[Required work]
a – Answer these questions using the meditation essay:
(i) Where did the writer fall asleep when first trying to meditate after work?
(ii) For how many seconds did the writer breathe in, and for how many breathe out?
(iii) What two times on the dashboard clock does the essay give?
b – Carry the meditation essay forward from its final line, keeping its first-person voice and tone.

[Source]
* * * * * * *

Meditation is My Happy Place

Last week I said a few words about my own meditation practice, how I started with an approach that I call one-minute meditation, and how I had no idea where it might lead. I just knew that I liked listening to what regulator meditators said about their own experiences. So I thought I would try it out. One-minute meditation is just what it sounds like. It’s great for starters. It’s hardly much of a commitment. I mean, it’s one minute. You won’t be late for the sake of a single minute.

First, I had to figure out where to meditate. And when to meditate. It needed to be somewhere relatively quiet, and where I would be less likely to be disturbed. I thought about the basement (lumpy couch, cranky cat). The bedroom (nowhere good to sit). The bathroom (no).

What about the car? Somewhat unorthodox perhaps, but it might work. You’re not home, you’re not at work. It’s liminal time. In between time. Nowhere time. Perfect for tucking in a bit of breathing. So I tried it out when I got home from work, and I fell asleep in the garage. I decided to try meditating in the morning instead. I drove to work, pulled into the parking garage, and turned off the engine. I dropped my keys in my lap, and began to breathe.

So I started. And my mind went a million places all at once. We need toilet paper. Should we go to the Jersey shore again this summer? Did the electric bill get paid yet? I need a gift for my neighbor’s new grandbaby. I wonder if it’s safe to use salt on the front walkway. It felt like theater of the absurd. This couldn’t be it. I asked my friend the meditator, and she just shrugged and smiled. Keep going, she said.

Some days I forgot to meditate before I got out of the car, but most days I remembered. If you might have followed my car into the parking garage at work, you probably saw me with my eyes closed for a minute before I exited the car. Four or five days a week, I breathed in for 5 seconds, breathed out for 5 seconds. That was my warmup, now do it 5 more times. A minute of meditation. Every intrusive thought felt like I was losing. It wasn’t a contest, but I was sure this wasn’t the way it was supposed to go. There were a lot, and I mean a LOT of intrusive thoughts. Many days, in fact, it was mostly intrusive thoughts.

I imagined climbing an endless ladder to forever. I pretended I was riding an infinity loop, up and over, down and around, up and over, down and around. Do we have enough cat food? Do any of the kids need a new sleeping bag this year? Why do my parents always tell us when they are coming for a visit instead of asking if the dates work for us? I imagined I was the flame of a candle, steady and incandescent. The thoughts kept coming. I seriously doubted my ability to do this. I could not get through a single cycle of inspiration and expiration without being distracted. Every distraction felt like a demerit. I felt no different. I felt nothing.

I kept trying. In my old car there used to be a clock on the dashboard. I would note the time before I closed my eyes, and immediately upon opening them. 7:47, 7:48. Done.

* * * * * * *

[Material provided]
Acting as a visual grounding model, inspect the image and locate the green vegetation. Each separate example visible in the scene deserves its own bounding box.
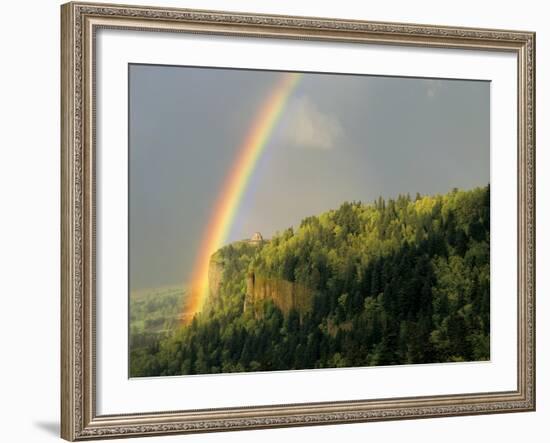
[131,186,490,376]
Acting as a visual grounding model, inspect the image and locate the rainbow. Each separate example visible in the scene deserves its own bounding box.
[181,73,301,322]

* * * * * * *

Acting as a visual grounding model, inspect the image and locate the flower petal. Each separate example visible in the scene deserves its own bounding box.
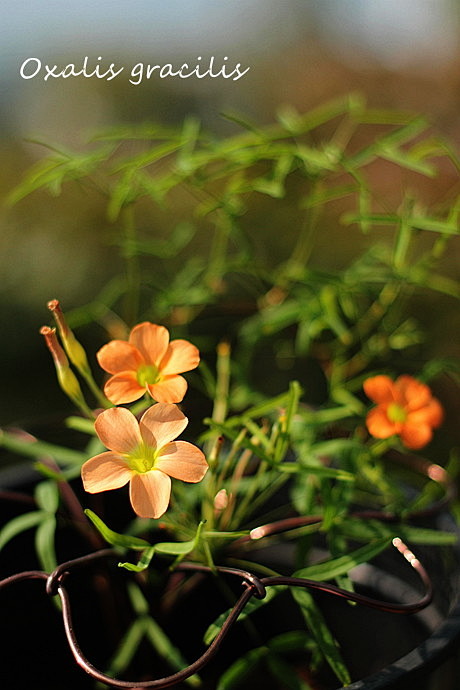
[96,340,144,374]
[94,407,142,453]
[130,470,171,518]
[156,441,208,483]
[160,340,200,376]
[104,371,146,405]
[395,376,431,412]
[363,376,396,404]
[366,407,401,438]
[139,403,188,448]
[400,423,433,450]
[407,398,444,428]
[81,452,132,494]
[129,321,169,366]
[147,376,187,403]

* * * * * * *

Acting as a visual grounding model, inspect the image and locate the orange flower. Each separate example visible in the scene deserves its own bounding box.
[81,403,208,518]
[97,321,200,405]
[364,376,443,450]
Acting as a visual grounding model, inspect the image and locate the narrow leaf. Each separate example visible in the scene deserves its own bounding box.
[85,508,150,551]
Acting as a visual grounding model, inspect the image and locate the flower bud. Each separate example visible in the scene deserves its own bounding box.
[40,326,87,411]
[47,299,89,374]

* * * * * * *

[Answers per task]
a –
(i) In the garage.
(ii) Five seconds in and five seconds out.
(iii) 7:47 and 7:48.

b –
Then one day, when I opened my eyes, two minutes had gone by. That was odd, I told myself. And then, a few weeks later, it happened again. And again. Not long after that, I marked my one-year anniversary of meditating, and soon after that came the very first time I went through an entire inhale-exhale cycle (10 seconds of breathing) without being distracted. The next time did not come for a long while after that. But I had felt it. And I liked it. One day, I opened my eyes and saw that 6 minutes had gone by. Six whole minutes. Where had I been? What was happening?

I began to feel more like a human being instead of a human doing. Years passed, and I continued to meditate. I added weekends, because at some point the right thing for me became to meditate every morning, including weekends. At some point, I moved my practice from the car to home, and set up a tiny little studio, complete with yoga mat, in a large, vacated closet.

At one point, I realized that some of my distractions had begun to be about the subject of meditation and mindfulness. It’s still distraction, but I have to give myself credit for trying. That’s so meta. Sometimes I crack myself up.

Maybe a year ago, I had the realization that I had a habit of reacting to every distraction as if it were a mistake, a problem, a disappointment. And then, just that quickly, I saw the distractions for what they were: opportunities. Opportunities to remember that I was meditating. Not trying to meditate. Just meditating. That’s because the trying IS the meditating. Of course I was meditating during this entire thought process. The distractions are an essential part of the process. So what was the next step, then? I simply returned to the breath.

I have read that the major benefit of meditation derives from the action of “returning to the breath.” So realizing that you have become distracted is actually an opportunity, and that opportunity is how you learn to meditate. In other words, these opportunities, all of which result in you returning to the breath, ARE meditation. Distractions don’t detract from the act of meditating; they are your teachers. Consider the thoughts as passing clouds, noticing but not engaging with them. And then return to the breath.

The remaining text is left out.